Texte fourni:

--

France | France, Conseil d'État, Juge des référés, 19 février 2009, 323510


Vu la requête, enregistrée le 23 décembre 2008 au secrétariat du contentieux du Conseil d'Etat, présentée pour M. Lifaitant A, demeurant ... ; M. A demande au juge des référés du Conseil d'Etat :

1°) d'ordonner, sur le fondement de l'article L. 521-1 du code de justice administrative, la suspension de la décision implicite par laquelle la commission de recours contre les décisions de refus de visa d'entrée en France a rejeté son recours dirigé contre la décision de la section consulaire de l'ambassade de France en Haïti refusant un visa d'entrée en France à ses filles

mineures My Jeenny Sophia et Franche Bicienta au titre du regroupement ...

--

Consigne 1: Recopiez le passage de la décision du juge des référés, en commençant par "1°) d'ordonner, sur" et en allant jusqu'à "du regroupement ...".

--

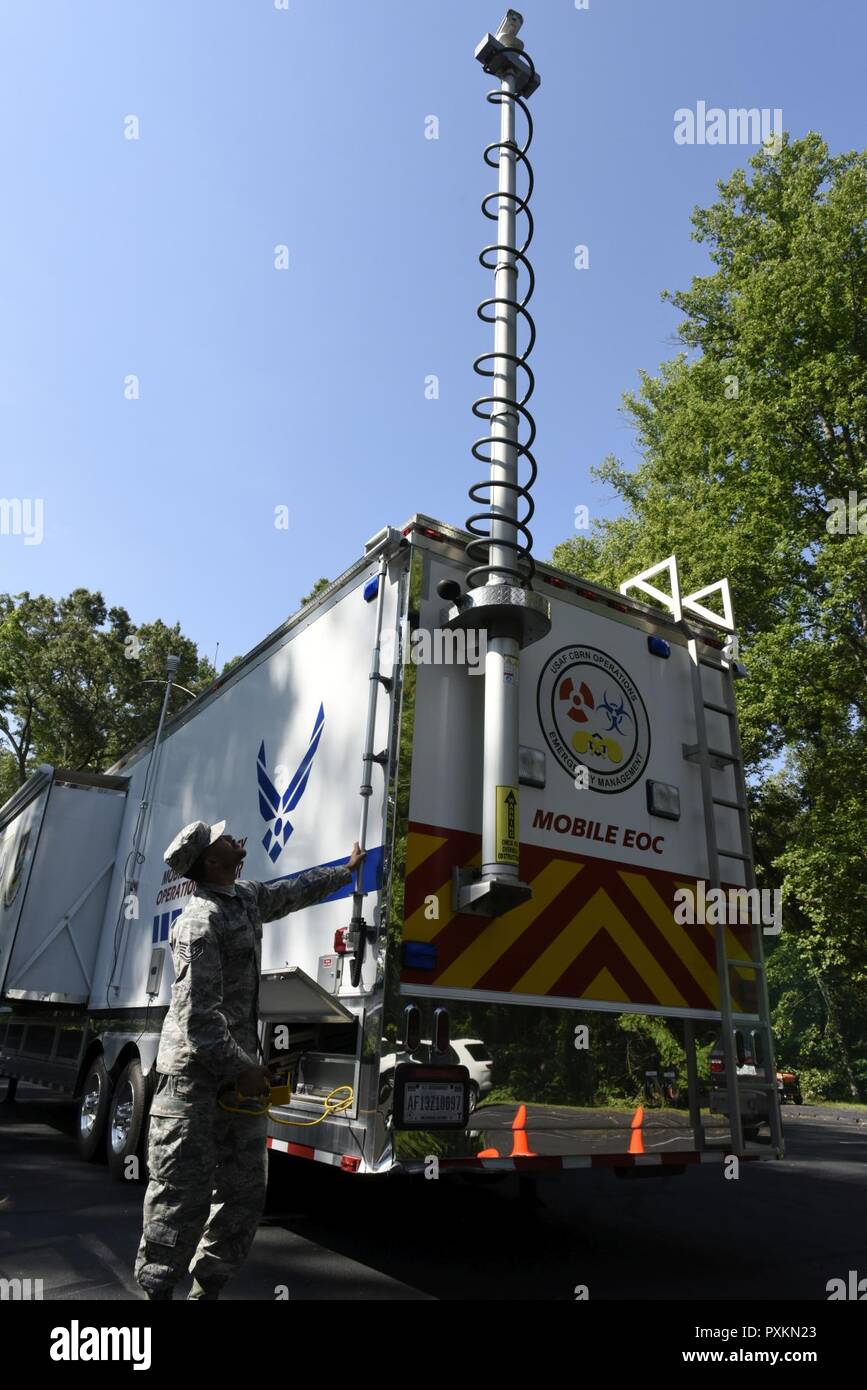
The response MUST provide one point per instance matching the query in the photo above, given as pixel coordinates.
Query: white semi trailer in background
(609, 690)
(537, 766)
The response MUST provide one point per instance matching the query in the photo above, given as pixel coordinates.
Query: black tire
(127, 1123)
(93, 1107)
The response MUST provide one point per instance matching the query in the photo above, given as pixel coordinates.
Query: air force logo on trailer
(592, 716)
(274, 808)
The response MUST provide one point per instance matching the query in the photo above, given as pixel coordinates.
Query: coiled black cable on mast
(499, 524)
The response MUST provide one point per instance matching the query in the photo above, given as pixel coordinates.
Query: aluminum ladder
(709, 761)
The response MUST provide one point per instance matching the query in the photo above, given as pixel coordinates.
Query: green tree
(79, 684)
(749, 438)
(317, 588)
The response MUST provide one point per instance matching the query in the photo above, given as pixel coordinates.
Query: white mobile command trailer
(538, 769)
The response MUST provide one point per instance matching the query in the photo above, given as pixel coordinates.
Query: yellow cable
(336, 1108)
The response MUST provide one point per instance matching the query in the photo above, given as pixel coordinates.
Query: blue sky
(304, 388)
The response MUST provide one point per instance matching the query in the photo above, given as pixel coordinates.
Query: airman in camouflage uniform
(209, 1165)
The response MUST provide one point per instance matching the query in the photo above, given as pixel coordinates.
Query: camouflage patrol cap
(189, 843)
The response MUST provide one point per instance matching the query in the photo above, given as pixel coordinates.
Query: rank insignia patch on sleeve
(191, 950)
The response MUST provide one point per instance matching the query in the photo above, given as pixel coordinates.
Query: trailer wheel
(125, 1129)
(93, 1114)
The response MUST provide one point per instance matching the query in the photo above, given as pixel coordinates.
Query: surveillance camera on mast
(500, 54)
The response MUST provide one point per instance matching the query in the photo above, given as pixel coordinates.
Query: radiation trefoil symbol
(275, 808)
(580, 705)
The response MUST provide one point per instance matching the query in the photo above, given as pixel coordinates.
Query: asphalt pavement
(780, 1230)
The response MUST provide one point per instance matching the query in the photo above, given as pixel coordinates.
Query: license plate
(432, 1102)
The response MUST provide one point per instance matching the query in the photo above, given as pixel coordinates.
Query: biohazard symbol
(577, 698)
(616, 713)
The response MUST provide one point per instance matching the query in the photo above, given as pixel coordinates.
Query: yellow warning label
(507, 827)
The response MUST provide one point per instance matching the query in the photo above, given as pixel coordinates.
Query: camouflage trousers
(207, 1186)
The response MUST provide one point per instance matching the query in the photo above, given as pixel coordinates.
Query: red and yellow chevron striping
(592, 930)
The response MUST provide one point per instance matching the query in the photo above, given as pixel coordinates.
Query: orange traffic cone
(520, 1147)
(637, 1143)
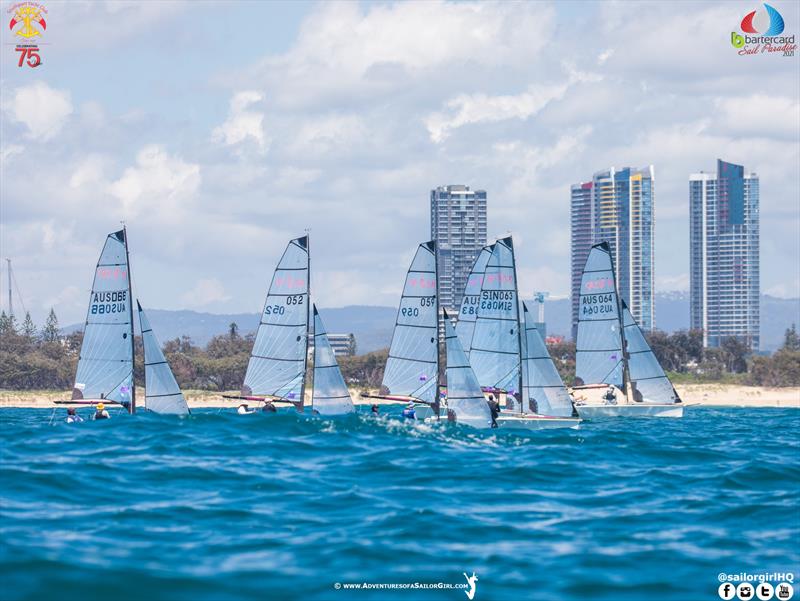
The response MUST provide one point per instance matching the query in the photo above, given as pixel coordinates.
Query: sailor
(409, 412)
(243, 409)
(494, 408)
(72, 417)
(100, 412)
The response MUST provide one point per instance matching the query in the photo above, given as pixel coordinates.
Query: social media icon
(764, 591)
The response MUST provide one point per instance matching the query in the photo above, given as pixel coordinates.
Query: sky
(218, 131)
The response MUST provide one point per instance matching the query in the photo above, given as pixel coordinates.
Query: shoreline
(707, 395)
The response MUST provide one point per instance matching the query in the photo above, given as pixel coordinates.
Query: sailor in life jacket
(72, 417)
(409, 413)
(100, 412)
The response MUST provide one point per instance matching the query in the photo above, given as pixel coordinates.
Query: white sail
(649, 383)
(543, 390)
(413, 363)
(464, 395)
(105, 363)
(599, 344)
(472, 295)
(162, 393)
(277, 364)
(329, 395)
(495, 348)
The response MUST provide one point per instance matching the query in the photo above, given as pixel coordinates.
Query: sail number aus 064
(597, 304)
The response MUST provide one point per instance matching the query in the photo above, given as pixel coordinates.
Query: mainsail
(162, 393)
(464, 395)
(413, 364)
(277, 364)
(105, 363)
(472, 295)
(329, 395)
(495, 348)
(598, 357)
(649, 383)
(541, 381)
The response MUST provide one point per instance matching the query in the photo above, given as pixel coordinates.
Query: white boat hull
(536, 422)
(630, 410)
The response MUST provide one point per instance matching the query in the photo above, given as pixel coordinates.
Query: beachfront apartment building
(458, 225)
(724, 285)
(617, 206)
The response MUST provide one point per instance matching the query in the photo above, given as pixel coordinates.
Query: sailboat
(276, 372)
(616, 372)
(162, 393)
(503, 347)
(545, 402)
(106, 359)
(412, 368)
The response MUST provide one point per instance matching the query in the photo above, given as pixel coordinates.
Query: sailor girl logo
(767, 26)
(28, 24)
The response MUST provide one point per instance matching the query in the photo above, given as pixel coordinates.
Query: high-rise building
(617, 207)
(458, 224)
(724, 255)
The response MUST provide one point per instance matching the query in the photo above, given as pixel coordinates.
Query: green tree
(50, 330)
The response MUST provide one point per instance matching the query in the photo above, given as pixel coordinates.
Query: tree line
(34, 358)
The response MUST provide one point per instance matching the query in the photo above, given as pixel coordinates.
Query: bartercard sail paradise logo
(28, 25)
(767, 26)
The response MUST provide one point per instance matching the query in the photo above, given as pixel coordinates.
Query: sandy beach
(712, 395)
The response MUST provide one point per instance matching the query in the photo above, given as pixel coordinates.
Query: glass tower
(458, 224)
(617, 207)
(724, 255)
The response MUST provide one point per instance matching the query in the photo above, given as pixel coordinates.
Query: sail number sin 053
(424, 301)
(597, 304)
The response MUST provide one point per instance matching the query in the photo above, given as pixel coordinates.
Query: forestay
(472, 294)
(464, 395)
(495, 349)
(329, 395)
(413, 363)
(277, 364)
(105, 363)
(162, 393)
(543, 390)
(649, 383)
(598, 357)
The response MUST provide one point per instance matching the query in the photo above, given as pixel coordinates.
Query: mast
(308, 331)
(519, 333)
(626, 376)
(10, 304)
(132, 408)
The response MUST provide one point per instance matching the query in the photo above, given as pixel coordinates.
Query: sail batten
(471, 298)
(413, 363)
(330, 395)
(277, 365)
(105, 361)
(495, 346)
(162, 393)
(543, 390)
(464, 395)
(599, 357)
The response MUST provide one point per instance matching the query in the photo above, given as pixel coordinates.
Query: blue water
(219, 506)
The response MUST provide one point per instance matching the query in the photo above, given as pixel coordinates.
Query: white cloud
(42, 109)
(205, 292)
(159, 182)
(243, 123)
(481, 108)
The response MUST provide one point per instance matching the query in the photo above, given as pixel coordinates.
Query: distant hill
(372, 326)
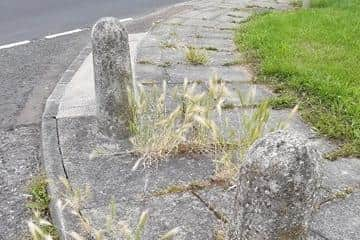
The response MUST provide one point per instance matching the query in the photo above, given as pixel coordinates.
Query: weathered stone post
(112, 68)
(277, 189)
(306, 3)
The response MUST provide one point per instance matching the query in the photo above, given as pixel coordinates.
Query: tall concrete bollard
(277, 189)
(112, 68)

--

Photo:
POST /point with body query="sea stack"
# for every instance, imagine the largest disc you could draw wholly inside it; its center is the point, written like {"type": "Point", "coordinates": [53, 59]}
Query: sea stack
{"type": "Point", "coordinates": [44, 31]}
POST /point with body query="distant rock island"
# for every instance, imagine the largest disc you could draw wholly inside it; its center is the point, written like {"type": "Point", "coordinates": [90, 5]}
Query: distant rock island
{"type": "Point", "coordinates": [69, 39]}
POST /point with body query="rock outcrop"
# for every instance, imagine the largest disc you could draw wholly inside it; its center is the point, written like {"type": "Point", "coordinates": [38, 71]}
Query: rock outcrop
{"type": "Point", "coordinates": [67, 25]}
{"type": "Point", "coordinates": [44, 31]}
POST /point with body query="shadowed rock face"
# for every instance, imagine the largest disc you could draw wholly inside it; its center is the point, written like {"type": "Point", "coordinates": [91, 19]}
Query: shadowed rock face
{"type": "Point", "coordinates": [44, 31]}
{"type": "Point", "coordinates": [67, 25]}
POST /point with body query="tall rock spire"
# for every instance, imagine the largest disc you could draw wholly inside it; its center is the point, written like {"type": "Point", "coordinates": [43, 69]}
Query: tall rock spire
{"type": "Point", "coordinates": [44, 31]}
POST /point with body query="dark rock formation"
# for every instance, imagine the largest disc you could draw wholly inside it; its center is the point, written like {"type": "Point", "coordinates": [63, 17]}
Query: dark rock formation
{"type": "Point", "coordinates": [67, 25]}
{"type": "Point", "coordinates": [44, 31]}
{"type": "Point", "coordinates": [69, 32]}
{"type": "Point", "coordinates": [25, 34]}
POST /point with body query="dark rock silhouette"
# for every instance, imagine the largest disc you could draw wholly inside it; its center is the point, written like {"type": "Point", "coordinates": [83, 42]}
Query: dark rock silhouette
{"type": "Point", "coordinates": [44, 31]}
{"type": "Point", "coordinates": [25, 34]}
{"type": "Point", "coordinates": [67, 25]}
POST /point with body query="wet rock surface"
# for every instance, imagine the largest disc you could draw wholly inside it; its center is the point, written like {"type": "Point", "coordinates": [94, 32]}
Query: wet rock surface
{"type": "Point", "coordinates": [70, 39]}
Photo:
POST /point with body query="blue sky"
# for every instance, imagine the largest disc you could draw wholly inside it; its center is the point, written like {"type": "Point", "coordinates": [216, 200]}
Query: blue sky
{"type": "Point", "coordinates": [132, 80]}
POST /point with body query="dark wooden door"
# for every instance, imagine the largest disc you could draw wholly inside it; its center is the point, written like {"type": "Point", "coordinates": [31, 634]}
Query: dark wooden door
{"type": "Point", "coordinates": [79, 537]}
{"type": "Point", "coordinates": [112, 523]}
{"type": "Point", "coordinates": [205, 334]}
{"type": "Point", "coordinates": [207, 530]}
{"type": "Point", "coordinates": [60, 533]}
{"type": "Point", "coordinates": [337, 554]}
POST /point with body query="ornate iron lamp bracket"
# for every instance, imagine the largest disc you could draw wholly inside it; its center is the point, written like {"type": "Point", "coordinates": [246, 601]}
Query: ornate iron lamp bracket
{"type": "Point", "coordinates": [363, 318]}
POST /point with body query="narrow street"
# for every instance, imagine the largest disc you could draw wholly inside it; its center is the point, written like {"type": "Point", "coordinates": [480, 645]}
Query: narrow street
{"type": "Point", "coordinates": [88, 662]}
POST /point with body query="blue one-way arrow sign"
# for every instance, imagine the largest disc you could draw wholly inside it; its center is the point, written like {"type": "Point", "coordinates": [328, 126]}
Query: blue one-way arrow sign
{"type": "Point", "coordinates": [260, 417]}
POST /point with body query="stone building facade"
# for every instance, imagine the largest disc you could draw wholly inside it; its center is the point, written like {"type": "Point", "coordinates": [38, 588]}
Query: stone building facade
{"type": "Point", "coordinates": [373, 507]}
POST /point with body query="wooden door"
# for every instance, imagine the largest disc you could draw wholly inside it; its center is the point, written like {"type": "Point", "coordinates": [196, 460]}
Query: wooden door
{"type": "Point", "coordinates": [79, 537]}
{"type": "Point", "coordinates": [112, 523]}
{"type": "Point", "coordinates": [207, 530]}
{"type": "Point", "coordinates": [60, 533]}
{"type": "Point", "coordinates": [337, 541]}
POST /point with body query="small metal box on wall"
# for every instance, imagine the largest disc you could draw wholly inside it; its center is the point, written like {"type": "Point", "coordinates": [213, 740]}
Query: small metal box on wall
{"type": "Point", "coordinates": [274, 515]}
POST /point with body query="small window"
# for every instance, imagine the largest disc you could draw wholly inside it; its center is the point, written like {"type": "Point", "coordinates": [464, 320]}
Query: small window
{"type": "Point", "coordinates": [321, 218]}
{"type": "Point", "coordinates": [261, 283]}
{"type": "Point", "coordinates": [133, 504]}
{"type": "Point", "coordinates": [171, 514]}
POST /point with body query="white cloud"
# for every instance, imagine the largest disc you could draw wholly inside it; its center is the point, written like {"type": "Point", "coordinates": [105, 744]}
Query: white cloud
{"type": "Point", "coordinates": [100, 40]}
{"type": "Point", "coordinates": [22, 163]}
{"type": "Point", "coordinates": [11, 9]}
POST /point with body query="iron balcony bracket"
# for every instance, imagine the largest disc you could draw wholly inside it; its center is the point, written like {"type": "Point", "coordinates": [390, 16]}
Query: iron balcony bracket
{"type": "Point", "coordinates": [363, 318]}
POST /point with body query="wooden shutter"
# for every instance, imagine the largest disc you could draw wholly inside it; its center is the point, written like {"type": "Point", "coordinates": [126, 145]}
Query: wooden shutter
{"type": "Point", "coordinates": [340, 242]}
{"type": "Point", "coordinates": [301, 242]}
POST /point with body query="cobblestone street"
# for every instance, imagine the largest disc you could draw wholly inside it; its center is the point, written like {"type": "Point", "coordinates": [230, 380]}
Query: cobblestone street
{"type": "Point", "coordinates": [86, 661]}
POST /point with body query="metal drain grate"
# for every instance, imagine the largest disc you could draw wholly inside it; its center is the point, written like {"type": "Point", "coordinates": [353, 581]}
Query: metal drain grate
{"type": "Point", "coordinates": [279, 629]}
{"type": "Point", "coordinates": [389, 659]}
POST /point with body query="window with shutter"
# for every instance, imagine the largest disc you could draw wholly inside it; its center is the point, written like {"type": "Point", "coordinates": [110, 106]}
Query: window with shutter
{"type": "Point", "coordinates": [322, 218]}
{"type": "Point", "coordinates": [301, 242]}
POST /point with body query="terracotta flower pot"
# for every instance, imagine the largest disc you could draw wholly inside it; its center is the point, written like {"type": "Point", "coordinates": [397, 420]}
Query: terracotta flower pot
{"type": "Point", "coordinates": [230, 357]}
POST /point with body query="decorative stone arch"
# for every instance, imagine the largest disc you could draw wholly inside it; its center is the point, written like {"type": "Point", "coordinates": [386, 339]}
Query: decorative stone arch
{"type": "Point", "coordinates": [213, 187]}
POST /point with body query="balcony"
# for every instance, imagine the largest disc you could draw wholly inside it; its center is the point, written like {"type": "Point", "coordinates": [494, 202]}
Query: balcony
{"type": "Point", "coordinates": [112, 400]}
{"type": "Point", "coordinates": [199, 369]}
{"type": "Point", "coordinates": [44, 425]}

--

Consigne 2: Rassemblez toutes les lignes des enregistrements où figure le mot "facade".

Réponse rédigée 1:
1°) d'ordonner, sur le fondement de l'article L. 521-1 du code de justice administrative, la suspension de la décision implicite par laquelle la commission de recours contre les décisions de refus de visa d'entrée en France a rejeté son recours dirigé contre la décision de la section consulaire de l'ambassade de France en Haïti refusant un visa d'entrée en France à ses filles

mineures My Jeenny Sophia et Franche Bicienta au titre du regroupement ...

Réponse rédigée 2:
POST /point with body query="stone building facade"
Query: stone building facade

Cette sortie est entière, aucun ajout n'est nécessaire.